The letter posted on Wednesday by a group calling itself Save HHS assails Kennedy for “endangering the nation’s health by spreading inaccurate health information”.

It cites the resignations of other leading health officials, including Demetre Daskalakis, director of the CDC’s National Center for Immunization and Respiratory Diseases; Daniel Jernigan, the agency’s director for emerging and zoonotic infectious diseases; and Debra Houry, its chief medical officer.

It also offers sharp criticism of Kennedy’s installation of “political ideologues who pose as scientific experts” in leading roles, including on a key vaccine advisory panel. Several members have touted discredited theories, such as the long-disproven link between vaccines and autism.

Earlier this week, the US Food and Drug Administration (FDA) severely restricted who could get updated Covid-19 vaccines, with Kennedy posting to social media that coronavirus “mandates” from the Biden administration were rescinded and that vaccines would be available only to those at highest risk.

“Our oath requires us to speak out when the constitution is violated and the American people are put at risk,” the letter, co-signed by six partner organizations in the medical field, said.

“We warn the president, Congress and the public that Secretary Kennedy’s actions are compromising the health of this nation, and we demand Secretary Kennedy’s resignation.”

It calls for Trump to appoint a new health secretary “whose qualifications and experience ensure that health policy is informed by independent and unbiased peer-reviewed science”.

Trump this week expressed his displeasure at the chaos engulfing the CDC, acknowledging in a social media post that the agency was being “ripped apart” by the vaccines controversy. But he claimed drug manufacturers were to blame for allegedly not revealing publicly “the success or failure” of Covid vaccines.

> [EXTRACTED MATERIAL]:
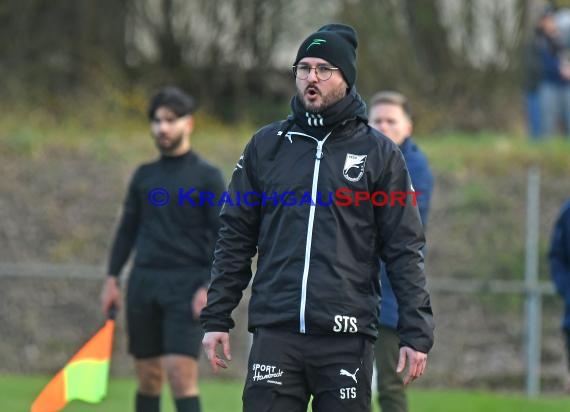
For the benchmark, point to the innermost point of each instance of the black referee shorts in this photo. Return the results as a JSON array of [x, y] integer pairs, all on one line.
[[286, 368], [160, 320]]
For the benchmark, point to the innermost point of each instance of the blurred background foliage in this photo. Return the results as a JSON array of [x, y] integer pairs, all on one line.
[[458, 60]]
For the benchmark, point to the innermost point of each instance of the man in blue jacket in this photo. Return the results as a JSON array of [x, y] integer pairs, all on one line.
[[391, 115], [559, 257]]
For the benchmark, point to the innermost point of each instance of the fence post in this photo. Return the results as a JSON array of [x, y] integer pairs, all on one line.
[[533, 292]]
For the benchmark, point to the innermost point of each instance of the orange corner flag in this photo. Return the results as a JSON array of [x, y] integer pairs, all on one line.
[[84, 377]]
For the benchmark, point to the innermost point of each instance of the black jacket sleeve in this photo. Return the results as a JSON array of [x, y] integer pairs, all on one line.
[[401, 237], [127, 230], [217, 186], [235, 248]]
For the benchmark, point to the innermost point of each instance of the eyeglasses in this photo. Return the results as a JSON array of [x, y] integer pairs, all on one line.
[[323, 72]]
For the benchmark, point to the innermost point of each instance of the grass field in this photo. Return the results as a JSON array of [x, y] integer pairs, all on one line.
[[224, 396]]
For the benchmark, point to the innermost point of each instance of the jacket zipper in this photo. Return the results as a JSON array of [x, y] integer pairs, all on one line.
[[318, 157]]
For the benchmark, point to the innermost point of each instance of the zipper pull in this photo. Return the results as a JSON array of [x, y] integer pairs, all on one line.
[[319, 154]]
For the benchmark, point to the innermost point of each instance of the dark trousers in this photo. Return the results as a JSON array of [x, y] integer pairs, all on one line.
[[286, 368], [391, 390]]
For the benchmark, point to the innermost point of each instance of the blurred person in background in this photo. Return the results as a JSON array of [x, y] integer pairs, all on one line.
[[313, 310], [174, 248], [390, 113], [559, 257], [548, 77]]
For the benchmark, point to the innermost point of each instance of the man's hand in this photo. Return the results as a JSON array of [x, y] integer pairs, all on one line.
[[199, 301], [417, 362], [210, 342], [110, 295]]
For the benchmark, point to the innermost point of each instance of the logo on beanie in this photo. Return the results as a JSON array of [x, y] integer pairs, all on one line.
[[316, 42]]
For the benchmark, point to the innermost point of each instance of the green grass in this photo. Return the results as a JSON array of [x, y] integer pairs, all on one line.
[[225, 396]]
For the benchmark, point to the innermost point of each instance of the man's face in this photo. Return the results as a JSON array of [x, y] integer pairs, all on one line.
[[169, 130], [391, 120], [315, 94]]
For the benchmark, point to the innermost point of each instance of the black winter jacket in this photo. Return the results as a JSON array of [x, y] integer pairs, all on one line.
[[317, 268]]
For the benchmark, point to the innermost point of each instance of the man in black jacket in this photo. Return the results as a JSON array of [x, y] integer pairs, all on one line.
[[314, 196], [174, 241]]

> [PROMPT]:
Decide whether each of these statements agrees with the text about the Save HHS letter: 1. The letter was co-signed by six partner organizations in the medical field. 2. The FDA expanded who could get updated Covid-19 vaccines. 3. Debra Houry was director of the CDC's National Center for Immunization and Respiratory Diseases. Answer yes or no for each, and quote the words of the text that decide it.

> [RESULT FOR THIS EXERCISE]:
1. Yes: "co-signed by six partner organizations in the medical field"
2. No: "severely restricted who could get updated Covid-19 vaccines"
3. No: "Debra Houry, its chief medical officer"